--- START ---
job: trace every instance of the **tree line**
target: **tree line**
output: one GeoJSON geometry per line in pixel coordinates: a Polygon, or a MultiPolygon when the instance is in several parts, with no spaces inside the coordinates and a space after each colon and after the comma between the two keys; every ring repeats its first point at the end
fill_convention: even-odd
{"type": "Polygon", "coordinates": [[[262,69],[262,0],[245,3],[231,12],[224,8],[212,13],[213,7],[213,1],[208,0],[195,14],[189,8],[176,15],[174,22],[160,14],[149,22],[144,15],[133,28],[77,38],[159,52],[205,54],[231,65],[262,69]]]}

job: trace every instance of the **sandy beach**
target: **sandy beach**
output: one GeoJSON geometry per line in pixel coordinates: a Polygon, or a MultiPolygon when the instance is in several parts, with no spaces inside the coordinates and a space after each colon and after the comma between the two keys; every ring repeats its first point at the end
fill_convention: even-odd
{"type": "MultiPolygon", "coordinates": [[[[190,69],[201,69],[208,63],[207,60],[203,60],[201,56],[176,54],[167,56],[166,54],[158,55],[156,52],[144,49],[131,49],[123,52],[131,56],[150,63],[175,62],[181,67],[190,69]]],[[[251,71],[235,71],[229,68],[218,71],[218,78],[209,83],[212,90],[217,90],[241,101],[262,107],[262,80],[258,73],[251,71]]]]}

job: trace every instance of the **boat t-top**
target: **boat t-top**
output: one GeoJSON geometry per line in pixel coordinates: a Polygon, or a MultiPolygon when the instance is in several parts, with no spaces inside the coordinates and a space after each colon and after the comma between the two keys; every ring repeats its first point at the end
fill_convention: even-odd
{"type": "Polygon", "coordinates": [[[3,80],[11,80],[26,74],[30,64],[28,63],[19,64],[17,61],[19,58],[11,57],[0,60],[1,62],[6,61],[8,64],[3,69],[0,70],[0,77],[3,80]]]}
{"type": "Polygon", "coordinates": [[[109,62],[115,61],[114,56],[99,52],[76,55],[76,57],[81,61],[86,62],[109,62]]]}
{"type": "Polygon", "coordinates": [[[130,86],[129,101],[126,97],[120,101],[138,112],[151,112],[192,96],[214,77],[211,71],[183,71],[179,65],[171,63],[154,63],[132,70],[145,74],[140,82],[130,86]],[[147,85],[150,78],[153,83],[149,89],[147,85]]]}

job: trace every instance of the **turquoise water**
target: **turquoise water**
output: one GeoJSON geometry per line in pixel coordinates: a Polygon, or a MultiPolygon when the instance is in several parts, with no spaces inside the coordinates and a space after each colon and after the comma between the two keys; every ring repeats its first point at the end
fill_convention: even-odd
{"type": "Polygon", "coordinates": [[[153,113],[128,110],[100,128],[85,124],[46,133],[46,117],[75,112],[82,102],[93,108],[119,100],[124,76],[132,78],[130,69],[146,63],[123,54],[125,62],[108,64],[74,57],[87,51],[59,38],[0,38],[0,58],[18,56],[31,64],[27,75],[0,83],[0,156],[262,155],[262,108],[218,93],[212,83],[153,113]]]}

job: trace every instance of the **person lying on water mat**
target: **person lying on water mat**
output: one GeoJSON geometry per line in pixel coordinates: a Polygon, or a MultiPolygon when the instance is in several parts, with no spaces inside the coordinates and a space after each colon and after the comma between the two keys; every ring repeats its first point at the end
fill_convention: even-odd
--- END ---
Reproduce the material above with "even-odd" swapped for "nonzero" everywhere it occurs, keeping everything else the same.

job: trace every instance of the **tree line**
target: **tree line**
output: one GeoJSON geometry per line in pixel coordinates: a Polygon, or a MultiPolygon when the instance is in several parts, with no spaces inside the coordinates and a space after each colon and after the comma between the two keys; every ring repeats its first point at the end
fill_convention: nonzero
{"type": "Polygon", "coordinates": [[[262,69],[262,0],[245,3],[231,12],[224,8],[212,13],[213,7],[213,1],[208,0],[195,14],[189,8],[176,15],[174,22],[160,14],[149,22],[144,15],[133,28],[77,38],[159,52],[205,54],[231,65],[262,69]]]}

job: trace every instance of the **sandy beach**
target: **sandy beach**
output: one GeoJSON geometry per line in pixel coordinates: a Polygon, or a MultiPolygon when the instance is in several parts, with no spaces inside the coordinates and a space after each colon and after the comma between the two keys; every ring repeats its first point at the end
fill_convention: nonzero
{"type": "MultiPolygon", "coordinates": [[[[190,69],[201,69],[208,63],[207,60],[203,60],[201,56],[176,54],[167,56],[166,54],[158,55],[156,52],[144,49],[131,49],[123,52],[131,56],[150,63],[175,62],[181,67],[190,69]]],[[[251,71],[235,71],[229,68],[218,71],[218,78],[209,83],[212,90],[217,90],[241,101],[262,107],[262,80],[258,73],[251,71]]]]}

job: trace every instance of the **boat t-top**
target: **boat t-top**
output: one GeoJSON geometry per line in pixel coordinates: a Polygon, or a MultiPolygon when the instance is in several parts, with no spaces inside the coordinates and a space after each colon and after the comma between the two keys; every ring repeats its first point at the end
fill_convention: nonzero
{"type": "Polygon", "coordinates": [[[3,80],[11,80],[26,74],[30,64],[28,63],[19,64],[17,61],[19,58],[11,57],[0,60],[1,62],[6,61],[8,64],[3,69],[0,70],[0,77],[3,80]]]}
{"type": "Polygon", "coordinates": [[[109,62],[115,61],[114,56],[99,52],[76,55],[76,57],[81,61],[86,62],[109,62]]]}
{"type": "Polygon", "coordinates": [[[130,86],[129,101],[126,97],[120,101],[138,112],[151,112],[192,96],[214,77],[211,71],[183,71],[179,65],[171,63],[154,63],[132,70],[145,74],[140,82],[130,86]],[[147,85],[150,78],[153,83],[149,89],[147,85]]]}

job: trace every instance of the **turquoise water**
target: **turquoise water**
output: one GeoJSON geometry per line in pixel coordinates: a Polygon, or a MultiPolygon when the instance is in several parts, with no spaces inside the coordinates and a space after each colon and after the comma between the two keys; every ring repeats its first point at the end
fill_convention: nonzero
{"type": "Polygon", "coordinates": [[[153,113],[128,110],[100,128],[85,124],[46,133],[46,117],[75,112],[82,102],[93,108],[119,100],[124,76],[132,78],[130,69],[146,63],[123,54],[125,62],[108,64],[74,57],[87,51],[59,38],[0,38],[0,58],[18,56],[31,64],[27,75],[0,83],[0,156],[262,155],[262,108],[218,93],[212,83],[153,113]]]}

job: trace every instance of the **person lying on water mat**
target: **person lying on water mat**
output: one GeoJSON geometry per line in pixel coordinates: a Polygon, or a MultiPolygon when the instance is in several parts, with no spaces inside the coordinates and a space after each colon and after the comma between the two keys; every ring repeats its first point at the end
fill_convention: nonzero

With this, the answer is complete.